◆ Zitierter Text ◆
──────────
Kommt mir das jetzt nur so vor, oder wird hier echt die Meinung vertreten, die Geschwindigkeit sei das eigentliche Kriterium für das Spiel einer Chopin-Etüde.

Die Frage war doch "welche Etüde ist die schwerste" und nicht "welche Etüde ist die schnellste"... :rolleyes:
 
irgendwie komme ich hier nicht mehr mit...
aber was ich mir nun gar nicht vorstellen kann, ist die Möglichkeit, dass es gar keine Beziehnung zwischen Geschindigkeit (welche der böse Chopin nicht selten fordert) und so genannter Schwierigkeit bestünde...
das übersteigt meinen Horizont!
da gibt es doch eine alte nette Definition der Schwierigkeit (am Klavier), ein Russe (obgleich sein Name deutscher Herkunft) meinte mal: "so viele so schnelle so laute Töne wie möglich", sinngemäß jedenfalls - um die Uhrzeit kann ich nicht mehr akkurat zitieren
naiv wie ich bin, übertrage ich das mal auf die vielleicht leichte, vielleicht schwierige (da leg ich mich jetzt mal nicht fest) "Oktvenetüde" - ist die nun mit Achtel = 72 oder mit Halbe = 72 leichter, oder richtiger, oder schwieriger?
"bettwärts wird das beste sein" (Burgess, a clockwork orange)
gute nacht, Rolf
 
ketzerisch gedacht: was wäre, die würden klingen wie man sie kennt (aus den vielen schönen Aufnahmen), aber sie wären kinderleicht -- möchte man sie dann auch spielen und besprechen?...

Hallo Rolf,

Auch wenn sie kinderleicht wären, würde ich sie auch spielen wollen. Ich spiele sie nicht, weil sie schwer sind, sondern weil ich die Musik der Etüden liebe.

Meine Lieblingsetüden, die ich immer wieder übe, sind:

op. 25 Nr. 1, Nr. 7 und Nr. 12

Mir ist nicht wichtig, ob das Musikstück sehr schwer oder leicht ist: Ich spiele und schätze z. B. den a-moll Walzer von Chopin genauso, wie z. B. die Liszt Tarantella oder Rachmaninoff Etude Tableau.

Mir geht es nicht darum, ob ein Stück schwer ist, sonst würde ich die h-moll Sonate von Liszt üben, sondern ob mir das Stück gefällt, egal ob kinderleicht oder schwer.

Liebe ich das Klavierstück, spiele ich beides (schwer und leicht) ;)
──────────
◆ Kurzer Auftrag A ◆
Suche in den Zeilen unten jede Zeile heraus, die das Wort „gray“ enthält, und kopiere diese Zeilen unverändert.
──────────
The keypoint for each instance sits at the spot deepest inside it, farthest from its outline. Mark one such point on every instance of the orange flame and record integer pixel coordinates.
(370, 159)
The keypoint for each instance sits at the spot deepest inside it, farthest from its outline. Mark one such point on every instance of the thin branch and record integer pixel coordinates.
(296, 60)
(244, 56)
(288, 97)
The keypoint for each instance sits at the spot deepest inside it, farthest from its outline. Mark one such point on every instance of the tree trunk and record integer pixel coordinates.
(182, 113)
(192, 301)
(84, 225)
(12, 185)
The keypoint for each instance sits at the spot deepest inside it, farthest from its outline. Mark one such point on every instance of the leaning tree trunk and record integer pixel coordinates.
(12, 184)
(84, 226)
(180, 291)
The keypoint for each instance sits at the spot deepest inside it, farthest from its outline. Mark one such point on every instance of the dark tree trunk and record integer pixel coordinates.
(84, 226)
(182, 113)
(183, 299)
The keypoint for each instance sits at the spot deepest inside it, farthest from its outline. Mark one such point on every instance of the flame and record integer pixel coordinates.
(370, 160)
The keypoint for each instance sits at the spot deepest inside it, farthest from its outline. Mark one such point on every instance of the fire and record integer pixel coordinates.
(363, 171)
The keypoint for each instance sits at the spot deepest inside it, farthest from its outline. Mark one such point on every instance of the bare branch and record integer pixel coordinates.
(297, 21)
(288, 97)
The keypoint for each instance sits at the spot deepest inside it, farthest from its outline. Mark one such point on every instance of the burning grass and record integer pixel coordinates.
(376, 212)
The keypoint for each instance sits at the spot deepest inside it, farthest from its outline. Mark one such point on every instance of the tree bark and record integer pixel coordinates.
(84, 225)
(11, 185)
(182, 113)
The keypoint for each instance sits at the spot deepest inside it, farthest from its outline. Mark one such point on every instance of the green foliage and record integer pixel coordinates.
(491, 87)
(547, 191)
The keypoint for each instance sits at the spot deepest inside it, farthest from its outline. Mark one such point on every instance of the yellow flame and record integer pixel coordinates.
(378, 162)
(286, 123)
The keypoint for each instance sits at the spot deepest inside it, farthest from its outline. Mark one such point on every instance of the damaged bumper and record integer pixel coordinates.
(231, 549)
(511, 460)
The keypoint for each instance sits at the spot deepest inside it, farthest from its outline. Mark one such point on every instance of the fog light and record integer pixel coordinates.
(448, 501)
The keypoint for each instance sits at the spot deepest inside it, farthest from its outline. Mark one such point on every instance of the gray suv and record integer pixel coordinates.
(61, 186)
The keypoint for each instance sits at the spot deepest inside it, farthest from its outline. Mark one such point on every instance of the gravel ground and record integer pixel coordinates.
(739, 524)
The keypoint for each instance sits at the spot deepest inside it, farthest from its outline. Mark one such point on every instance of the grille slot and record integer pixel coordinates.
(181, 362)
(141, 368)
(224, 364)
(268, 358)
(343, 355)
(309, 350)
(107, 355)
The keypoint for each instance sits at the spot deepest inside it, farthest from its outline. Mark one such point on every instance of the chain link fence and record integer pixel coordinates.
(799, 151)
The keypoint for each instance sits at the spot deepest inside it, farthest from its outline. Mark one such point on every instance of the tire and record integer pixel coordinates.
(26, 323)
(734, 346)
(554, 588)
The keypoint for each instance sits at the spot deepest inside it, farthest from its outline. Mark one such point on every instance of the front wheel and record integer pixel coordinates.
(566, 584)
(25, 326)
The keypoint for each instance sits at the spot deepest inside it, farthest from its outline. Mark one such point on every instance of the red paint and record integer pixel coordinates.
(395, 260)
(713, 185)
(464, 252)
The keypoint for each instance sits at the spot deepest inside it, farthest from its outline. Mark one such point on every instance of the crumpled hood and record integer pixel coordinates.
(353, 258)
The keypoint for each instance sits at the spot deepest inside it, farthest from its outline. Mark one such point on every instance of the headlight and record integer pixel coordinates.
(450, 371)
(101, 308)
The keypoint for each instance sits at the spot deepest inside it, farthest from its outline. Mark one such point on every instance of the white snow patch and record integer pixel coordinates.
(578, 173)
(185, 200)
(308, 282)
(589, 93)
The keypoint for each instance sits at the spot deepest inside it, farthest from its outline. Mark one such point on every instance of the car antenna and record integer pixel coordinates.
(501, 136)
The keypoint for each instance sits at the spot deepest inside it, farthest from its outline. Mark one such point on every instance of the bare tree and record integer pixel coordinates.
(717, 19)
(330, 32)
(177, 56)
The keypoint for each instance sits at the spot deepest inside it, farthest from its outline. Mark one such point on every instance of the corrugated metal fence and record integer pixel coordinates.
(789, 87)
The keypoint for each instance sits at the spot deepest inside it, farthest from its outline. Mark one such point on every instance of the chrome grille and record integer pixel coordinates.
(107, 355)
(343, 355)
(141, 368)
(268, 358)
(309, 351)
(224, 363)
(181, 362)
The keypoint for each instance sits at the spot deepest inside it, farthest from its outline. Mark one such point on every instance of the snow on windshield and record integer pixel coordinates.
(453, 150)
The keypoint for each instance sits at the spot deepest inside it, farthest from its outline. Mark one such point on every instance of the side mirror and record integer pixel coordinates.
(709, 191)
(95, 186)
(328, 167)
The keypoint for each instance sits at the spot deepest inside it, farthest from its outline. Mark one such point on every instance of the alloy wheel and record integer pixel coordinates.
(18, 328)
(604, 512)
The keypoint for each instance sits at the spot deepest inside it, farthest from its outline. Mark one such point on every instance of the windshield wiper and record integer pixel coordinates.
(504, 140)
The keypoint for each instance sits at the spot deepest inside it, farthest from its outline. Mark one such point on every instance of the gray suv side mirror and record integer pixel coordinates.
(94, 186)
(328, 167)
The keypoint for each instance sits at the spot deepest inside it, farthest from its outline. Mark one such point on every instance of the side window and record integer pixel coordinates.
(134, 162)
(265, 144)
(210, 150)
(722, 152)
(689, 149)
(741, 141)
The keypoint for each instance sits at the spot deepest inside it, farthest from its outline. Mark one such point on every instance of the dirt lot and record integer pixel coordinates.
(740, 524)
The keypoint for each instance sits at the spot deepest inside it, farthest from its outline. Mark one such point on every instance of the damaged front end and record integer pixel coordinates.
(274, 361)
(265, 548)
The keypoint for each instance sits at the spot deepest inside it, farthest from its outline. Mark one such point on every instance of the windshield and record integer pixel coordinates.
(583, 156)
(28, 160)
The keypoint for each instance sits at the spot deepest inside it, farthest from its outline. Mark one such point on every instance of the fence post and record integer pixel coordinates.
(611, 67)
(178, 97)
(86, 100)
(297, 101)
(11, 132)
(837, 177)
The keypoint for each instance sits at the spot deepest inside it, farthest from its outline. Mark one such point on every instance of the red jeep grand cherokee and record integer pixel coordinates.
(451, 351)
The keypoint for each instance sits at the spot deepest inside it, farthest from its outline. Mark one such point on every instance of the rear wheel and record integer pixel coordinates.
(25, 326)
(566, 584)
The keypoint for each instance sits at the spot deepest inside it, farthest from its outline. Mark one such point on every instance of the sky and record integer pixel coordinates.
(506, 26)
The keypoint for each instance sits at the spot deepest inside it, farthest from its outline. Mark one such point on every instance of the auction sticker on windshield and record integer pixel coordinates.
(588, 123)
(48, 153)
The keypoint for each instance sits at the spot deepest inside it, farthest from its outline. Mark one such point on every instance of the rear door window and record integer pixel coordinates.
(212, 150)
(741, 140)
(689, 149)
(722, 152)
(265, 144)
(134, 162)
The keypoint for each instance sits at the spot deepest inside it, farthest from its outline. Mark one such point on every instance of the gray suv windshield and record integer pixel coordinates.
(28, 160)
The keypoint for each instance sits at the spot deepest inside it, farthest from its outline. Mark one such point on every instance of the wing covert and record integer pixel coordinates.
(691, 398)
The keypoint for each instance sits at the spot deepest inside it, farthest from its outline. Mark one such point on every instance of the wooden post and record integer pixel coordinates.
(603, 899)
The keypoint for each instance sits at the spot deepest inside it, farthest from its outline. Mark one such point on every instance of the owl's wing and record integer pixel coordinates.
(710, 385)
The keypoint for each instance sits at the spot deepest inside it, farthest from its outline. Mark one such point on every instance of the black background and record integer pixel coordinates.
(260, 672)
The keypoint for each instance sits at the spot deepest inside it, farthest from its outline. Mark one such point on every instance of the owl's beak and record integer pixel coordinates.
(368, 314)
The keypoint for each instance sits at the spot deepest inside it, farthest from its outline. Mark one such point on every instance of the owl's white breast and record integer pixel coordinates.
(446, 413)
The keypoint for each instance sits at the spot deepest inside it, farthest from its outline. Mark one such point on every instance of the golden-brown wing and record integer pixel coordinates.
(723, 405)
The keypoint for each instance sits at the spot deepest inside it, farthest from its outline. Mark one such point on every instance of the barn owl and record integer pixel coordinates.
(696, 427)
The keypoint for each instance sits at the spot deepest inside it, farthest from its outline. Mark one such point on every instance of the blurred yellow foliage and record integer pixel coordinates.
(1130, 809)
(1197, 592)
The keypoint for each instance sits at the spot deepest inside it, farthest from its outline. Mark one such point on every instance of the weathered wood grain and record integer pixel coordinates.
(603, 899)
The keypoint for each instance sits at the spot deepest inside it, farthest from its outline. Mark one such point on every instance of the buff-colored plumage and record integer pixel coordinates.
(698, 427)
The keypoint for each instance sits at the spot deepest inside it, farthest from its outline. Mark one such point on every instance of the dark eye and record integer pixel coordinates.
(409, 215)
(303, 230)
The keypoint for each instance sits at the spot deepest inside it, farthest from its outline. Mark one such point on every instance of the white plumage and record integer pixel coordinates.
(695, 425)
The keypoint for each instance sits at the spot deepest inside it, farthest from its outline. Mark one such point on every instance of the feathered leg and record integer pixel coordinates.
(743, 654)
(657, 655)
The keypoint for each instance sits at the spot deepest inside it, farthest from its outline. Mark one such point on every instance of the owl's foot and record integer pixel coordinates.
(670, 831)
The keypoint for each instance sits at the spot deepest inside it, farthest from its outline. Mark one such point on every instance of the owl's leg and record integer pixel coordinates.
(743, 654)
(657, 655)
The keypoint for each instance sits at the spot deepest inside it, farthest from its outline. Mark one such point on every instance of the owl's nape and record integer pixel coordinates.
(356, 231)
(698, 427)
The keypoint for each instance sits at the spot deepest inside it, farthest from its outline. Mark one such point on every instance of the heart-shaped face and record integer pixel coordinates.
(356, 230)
──────────
◆ Kurzer Auftrag B ◆
Gib aus dem Text über die Schwierigkeit von Chopin-Etüden den Abschnitt wörtlich wieder, beginnend bei „Meine Lieblingsetüden, die“ und endend bei „und leicht) ;)“.

◆ Vollständige Antwort A ◆
The keypoint for each instance sits at the spot deepest inside it, farthest from its outline. Mark one such point on every instance of the gray suv and record integer pixel coordinates.
The keypoint for each instance sits at the spot deepest inside it, farthest from its outline. Mark one such point on every instance of the gray suv side mirror and record integer pixel coordinates.
The keypoint for each instance sits at the spot deepest inside it, farthest from its outline. Mark one such point on every instance of the gray suv windshield and record integer pixel coordinates.

◆ Vollständige Antwort B ◆
Meine Lieblingsetüden, die ich immer wieder übe, sind:

op. 25 Nr. 1, Nr. 7 und Nr. 12

Mir ist nicht wichtig, ob das Musikstück sehr schwer oder leicht ist: Ich spiele und schätze z. B. den a-moll Walzer von Chopin genauso, wie z. B. die Liszt Tarantella oder Rachmaninoff Etude Tableau.

Mir geht es nicht darum, ob ein Stück schwer ist, sonst würde ich die h-moll Sonate von Liszt üben, sondern ob mir das Stück gefällt, egal ob kinderleicht oder schwer.

Liebe ich das Klavierstück, spiele ich beides (schwer und leicht) ;)